Required tasks —
a: In the travel journal entry, rewrite the stretch from "I'm sitting on" through "part of my ear.", substituting "heater" for "radiator".
b: Write the next part of the travel journal entry, picking up after its final sentence.

Text section —

Thursday, March 08, 2007

"wandering strange cities that leave their marks upon him"

'From the room's long wood window. Forge of the sky being lit and cooled moments by wind and rain. And I write here and dying is the scariest thing and it happens to every single one of us. A collection of thousands of years of trying to move past the fear of never existing, only for a small fraction of insignificant time. Thats all we are doing. I write in fractions and scribbles. Like turning here from a main road off into an alley and then up a hill and back down. Scotland's Sunset Room.'


I'm sitting on the floor. Between a radiator and a wooden desk. With a high window that overlooks Edinburgh. The castle is far off in the distance. The sky is tones of white with gray clouds and its windy and cold. The day has been poor and I walked around lost and aimless, a lot like the wind. Thinking about how to assess all my time traveling to put it into words. Trying to place all the times, thoughts, people, and places in a written orderly form.

Mostly though I have been sleeping little, and waking early. Rising with the sunlight and staring at my blank computer screen. Ticking away the seconds before the people wake. Its almost been a week of my travels. My legs are stiff and worn. I have showered once and the wax in my ears is beginning to thicken and make plopping sounds in my head if i press down and then let go of the inner part of my ear.

London is old. As I walked around it, staring at the tall brick buildings and the steel gray sky, all I could think about was the amount of time that has passed in this place. And contrasting it with Las Vegas. Which, is as new as new gets. Tom and I were discussing it and he remarked a strong desire to be in Europe, just to feel the sense of age and time.

It permeates strongly out of the buildings, the moss, the rain, and light. And all the sounds that envelop--cars and creaks and sounds of terrible things of screams and the death and agony; of people blasting their music across halls and across rooms and girls shrieking and babies crying; the names shouted and accents confused and the sounds of cash registers and reams of refugee in food and menus and lists and take-away--all plummeting me into the world. I get really lost in my head in all these new places. So lost I stand in the middle of sidewalks and streets just staring at things putting them away and people look at me and walk by shaking their heads confused, muttering. Or they get angry that I hold them all up and brush past me. But i still stand there knowing that its important or me to keep staring and understanding and figuring out the places around me so that it doesn't escape me. Adding it all to this huge thing inside of me, all into my subconscious and the dark and my shadow and being. All of that.

Trying to determine exactly everything that is going on. And trying to soak all of it up like sponges in the sea.

My first day the train from the airport to London was broken. I wandered around and fell in love with two women in my head. Which I tend to do. Where one was in front of me on the plane and the other standing near as the screen flickered on and off telling all us where to go for luggage. And I am always curious if anyone else does that. They see someone and they just write a person. And as I go through airports, streets, coffee shops, bookstores, and countryside. I see how beautiful they are. Long dark hair and bright eyes and slim legs and we end up sharing a cigarette as the luggage rolls on by and the sun wavers and we ride the bus and the green and ivy all envelops destroyed fences and she traces paths along a riverside. Kissing in moments of nothing. Cheesy romance, high thoughts, sharing conversation, croissants and coffee and smiles all the time. Life worth living. Sharing. Arcs of substance dripping from her lips from words and from mine of words and motions and all the subtle nuances forming relationships. Like that. And like that I found my way onto the bus that was the replacement for the train.

Supplied material —
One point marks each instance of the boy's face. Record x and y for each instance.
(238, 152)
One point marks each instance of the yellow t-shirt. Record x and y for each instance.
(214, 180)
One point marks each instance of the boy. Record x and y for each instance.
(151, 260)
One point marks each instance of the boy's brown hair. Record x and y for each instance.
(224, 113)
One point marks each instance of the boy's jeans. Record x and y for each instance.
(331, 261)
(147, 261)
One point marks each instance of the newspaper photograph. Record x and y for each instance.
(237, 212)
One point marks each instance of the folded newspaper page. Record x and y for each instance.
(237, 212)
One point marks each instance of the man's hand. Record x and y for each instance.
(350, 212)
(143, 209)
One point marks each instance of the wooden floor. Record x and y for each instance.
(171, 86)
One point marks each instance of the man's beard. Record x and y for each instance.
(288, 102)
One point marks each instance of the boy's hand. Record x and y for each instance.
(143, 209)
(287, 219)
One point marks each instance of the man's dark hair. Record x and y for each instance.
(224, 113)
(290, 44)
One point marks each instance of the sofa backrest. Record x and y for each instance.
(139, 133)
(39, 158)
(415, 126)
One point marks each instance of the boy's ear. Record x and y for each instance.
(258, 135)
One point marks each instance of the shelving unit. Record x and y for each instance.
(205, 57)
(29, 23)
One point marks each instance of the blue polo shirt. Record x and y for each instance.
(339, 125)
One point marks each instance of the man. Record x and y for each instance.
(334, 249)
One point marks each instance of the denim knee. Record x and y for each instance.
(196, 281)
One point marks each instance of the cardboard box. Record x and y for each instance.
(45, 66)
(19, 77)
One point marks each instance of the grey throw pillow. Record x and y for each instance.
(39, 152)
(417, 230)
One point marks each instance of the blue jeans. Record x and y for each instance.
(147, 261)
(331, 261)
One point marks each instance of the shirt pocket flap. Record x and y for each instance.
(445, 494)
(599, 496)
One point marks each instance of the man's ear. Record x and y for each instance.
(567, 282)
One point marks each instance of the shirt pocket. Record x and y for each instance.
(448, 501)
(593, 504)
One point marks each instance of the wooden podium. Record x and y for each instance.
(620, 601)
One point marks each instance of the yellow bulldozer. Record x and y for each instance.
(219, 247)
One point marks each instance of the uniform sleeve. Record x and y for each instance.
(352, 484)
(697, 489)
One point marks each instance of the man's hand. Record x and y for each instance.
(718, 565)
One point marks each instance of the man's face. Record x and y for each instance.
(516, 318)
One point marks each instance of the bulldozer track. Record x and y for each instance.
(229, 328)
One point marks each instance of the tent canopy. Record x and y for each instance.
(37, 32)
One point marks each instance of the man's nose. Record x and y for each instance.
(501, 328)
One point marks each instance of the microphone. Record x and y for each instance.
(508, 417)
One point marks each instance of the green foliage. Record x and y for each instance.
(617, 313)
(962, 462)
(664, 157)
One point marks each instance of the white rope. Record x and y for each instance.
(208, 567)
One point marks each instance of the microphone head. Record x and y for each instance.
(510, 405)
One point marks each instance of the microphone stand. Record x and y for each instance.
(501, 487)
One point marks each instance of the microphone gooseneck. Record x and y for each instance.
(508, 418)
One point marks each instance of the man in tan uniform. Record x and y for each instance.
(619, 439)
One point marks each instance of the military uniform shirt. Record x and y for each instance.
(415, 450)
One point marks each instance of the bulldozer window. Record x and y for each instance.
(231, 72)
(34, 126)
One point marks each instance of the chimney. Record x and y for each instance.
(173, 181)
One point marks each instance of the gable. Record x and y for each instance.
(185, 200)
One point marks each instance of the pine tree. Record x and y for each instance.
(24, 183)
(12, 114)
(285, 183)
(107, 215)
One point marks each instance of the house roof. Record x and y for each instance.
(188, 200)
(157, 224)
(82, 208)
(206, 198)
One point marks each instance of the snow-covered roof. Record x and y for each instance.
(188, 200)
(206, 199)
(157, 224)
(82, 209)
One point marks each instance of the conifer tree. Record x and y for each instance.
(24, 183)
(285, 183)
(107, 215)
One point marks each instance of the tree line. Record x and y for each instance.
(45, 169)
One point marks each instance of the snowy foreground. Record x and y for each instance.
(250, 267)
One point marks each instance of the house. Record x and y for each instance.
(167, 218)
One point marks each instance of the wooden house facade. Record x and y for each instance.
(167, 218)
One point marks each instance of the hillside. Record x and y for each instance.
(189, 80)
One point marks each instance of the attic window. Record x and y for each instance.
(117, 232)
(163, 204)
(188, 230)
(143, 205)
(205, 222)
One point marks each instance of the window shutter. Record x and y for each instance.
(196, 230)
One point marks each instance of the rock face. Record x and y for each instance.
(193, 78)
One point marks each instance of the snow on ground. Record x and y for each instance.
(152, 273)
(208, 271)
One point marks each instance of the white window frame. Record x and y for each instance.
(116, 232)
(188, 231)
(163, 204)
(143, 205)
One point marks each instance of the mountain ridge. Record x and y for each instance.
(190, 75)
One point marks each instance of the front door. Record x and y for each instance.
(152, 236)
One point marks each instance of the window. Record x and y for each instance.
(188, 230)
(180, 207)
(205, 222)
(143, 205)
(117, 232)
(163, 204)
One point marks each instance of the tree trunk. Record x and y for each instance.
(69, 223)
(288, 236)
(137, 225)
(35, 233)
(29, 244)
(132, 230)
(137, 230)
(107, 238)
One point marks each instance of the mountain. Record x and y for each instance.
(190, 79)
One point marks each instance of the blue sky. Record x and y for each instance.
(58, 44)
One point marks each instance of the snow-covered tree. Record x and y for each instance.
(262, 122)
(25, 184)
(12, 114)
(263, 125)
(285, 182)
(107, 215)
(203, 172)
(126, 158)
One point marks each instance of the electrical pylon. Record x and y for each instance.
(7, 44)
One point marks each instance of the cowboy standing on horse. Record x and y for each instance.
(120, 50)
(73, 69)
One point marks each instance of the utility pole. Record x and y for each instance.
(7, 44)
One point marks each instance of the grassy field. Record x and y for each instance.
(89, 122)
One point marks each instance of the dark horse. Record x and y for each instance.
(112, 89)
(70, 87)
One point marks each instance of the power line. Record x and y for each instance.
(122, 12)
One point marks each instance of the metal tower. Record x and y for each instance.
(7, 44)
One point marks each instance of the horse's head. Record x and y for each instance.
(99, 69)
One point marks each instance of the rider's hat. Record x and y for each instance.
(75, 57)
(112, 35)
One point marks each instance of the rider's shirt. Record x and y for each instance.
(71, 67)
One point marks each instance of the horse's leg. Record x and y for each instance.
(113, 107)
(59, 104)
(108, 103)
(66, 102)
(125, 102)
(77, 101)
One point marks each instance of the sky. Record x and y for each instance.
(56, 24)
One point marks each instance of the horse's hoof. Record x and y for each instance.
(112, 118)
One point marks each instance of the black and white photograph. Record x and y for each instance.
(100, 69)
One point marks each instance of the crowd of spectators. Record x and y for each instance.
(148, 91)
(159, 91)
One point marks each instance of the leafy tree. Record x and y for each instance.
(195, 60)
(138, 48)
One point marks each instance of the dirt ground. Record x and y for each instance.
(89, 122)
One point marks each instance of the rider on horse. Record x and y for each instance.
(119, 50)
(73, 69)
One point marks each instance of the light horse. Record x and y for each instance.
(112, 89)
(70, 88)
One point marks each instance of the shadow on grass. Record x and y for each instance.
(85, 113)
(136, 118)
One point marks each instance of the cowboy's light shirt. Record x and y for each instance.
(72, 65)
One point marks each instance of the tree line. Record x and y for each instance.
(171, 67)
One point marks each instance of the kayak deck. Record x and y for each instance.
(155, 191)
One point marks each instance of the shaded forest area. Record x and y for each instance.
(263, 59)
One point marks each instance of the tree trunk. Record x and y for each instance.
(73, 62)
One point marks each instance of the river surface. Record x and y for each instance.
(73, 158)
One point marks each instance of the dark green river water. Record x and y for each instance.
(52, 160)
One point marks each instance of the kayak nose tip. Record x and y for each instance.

Expected responses —
a:
I'm sitting on the floor. Between a heater and a wooden desk. With a high window that overlooks Edinburgh. The castle is far off in the distance. The sky is tones of white with gray clouds and its windy and cold. The day has been poor and I walked around lost and aimless, a lot like the wind. Thinking about how to assess all my time traveling to put it into words. Trying to place all the times, thoughts, people, and places in a written orderly form.

Mostly though I have been sleeping little, and waking early. Rising with the sunlight and staring at my blank computer screen. Ticking away the seconds before the people wake. Its almost been a week of my travels. My legs are stiff and worn. I have showered once and the wax in my ears is beginning to thicken and make plopping sounds in my head if i press down and then let go of the inner part of my ear.

b:
I listened to TV on the Radio and tuned out. Hat on my head and the green and swell of clouds as they poured slowly onto England's massive body of fertile land while the bus sped along at a clipping pace. After minutes I finally figured out the oppositeness of driving in the U.K. And now walking I make sure to walk alongside the left side instead of the right. As people seemed to tangle up with me.

The train after the bus was pleasant but confusing. I'm always at a state of nervous flux when I am in a new place trying to get to another new place and the mode of transportation is one that relies on switches and maps, lines on a white space that show me stations and stops and I must clue in to understand rails and things that were never once a 'thing' back home. However, people are generally very pleasant. And when the sky is bright, there is no wind and the day is weather for walking they help in every manner possible.

The train took me from outside to the inside--where I saw the gypsy trailer parks and then the ravages and slums of London to the station and center of traffic and populace. Liverpool Street Station is a magnificent structure of wires, glass, brick and light that form a a ceiling and structure like something from one of Monet's paintings of train stations. The crowded atmosphere made me smile and I found my way onto the tube to Reim. Confused I managed passing the large British library, past a nasty man who worked the front desk of Reim's building who did not believe that she even lived there, and finally to my destination.

---

Now I need to take pause and stretch. Let my mind ease. The week has been long and filled with so much of everything (the words that lay out on this page are that everything). I know surely that this is all wracked with an air of slapdashery. Which isn't even a word. But it evokes the sense of feeling I have. Attempting to produce a piece of literature that captures the wandering air of my travels and life at this point. I am hungry a lot. And read 15 pages of Hunger by Hamsun in a cafe off the street near Matthew's Apartment in Edinburgh and felt akin to the narrator. To his pains and stresses writing. Hungry. What it does to the mind and the mental state. Which is not to say I am lacking in kroner, sterling, or dollars. Merely that I eat much less than I am accustomed to and times--such as the night before I left for London--I am wracked with convulsions of my stomach. It permeates through to the words and the quickness of delivery and tone. The cold as well. And Jessica wrote me a letter a while back commenting how she read about how the cold can be a good environment for writing. I think mostly it sharpens the mind. Or creates a sense of void and desolating out there and the warmth then comes from the words and pounding of keys and thinking of people and places.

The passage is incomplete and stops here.